SUPPLIED INFORMATION.

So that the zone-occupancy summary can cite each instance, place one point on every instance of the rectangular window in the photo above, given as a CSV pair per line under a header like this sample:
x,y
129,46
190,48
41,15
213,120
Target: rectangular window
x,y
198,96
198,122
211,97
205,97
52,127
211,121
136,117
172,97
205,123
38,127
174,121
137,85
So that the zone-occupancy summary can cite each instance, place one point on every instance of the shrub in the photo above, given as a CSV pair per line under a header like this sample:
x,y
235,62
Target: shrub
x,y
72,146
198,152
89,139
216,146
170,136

---

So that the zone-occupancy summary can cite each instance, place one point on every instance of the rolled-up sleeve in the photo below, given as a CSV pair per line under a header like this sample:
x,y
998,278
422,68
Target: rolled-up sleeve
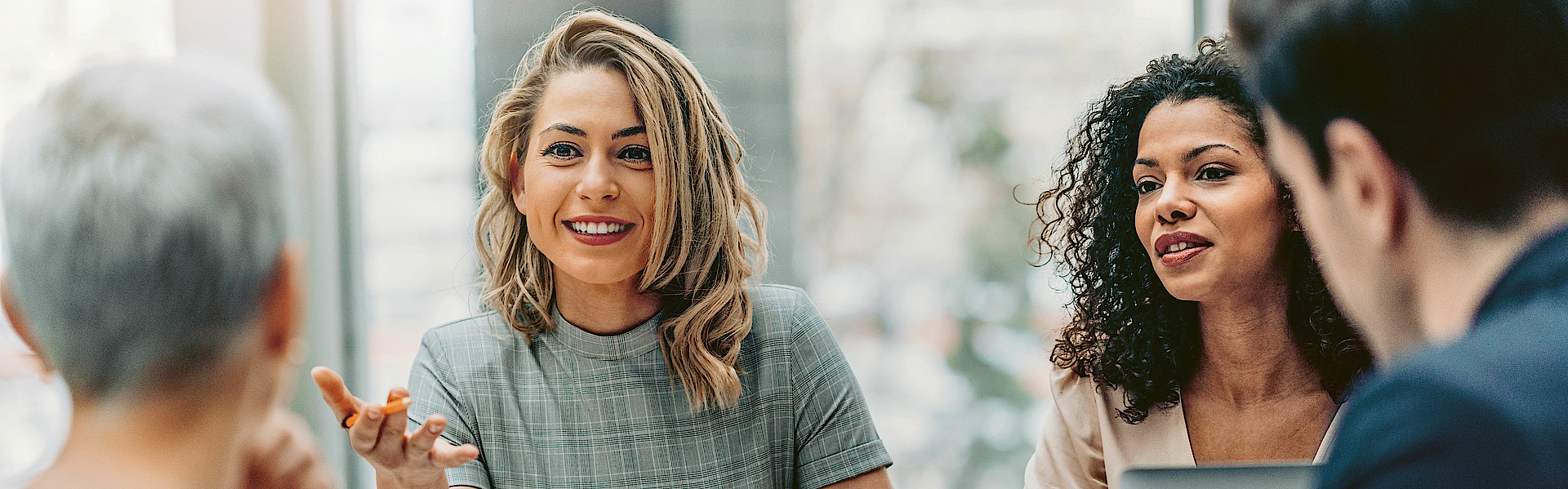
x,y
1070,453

...

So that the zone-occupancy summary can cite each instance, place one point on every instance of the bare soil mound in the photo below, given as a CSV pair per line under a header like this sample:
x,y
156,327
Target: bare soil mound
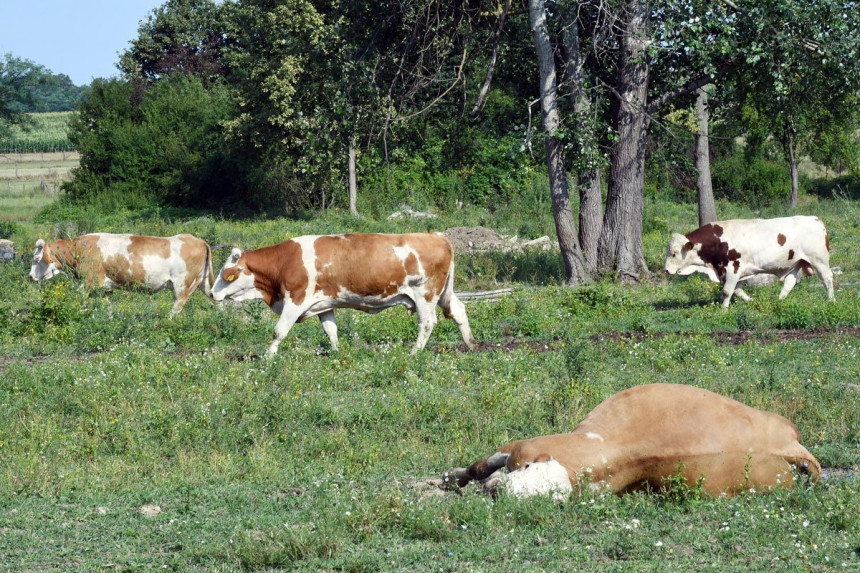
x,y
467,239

WRITTEN PROBLEM.
Report every line of the listing above that contains the string "rolled", copying each line in full. Treat uppercase and lowercase letters as different.

ANSWER TO THE EXERCISE.
So that the zone-occupancy summary can cite each instance, place one point on every instance of the rolled-up sleeve in the photo below, given as a CSV pair per line under a header like this sample:
Target: rolled-up sleeve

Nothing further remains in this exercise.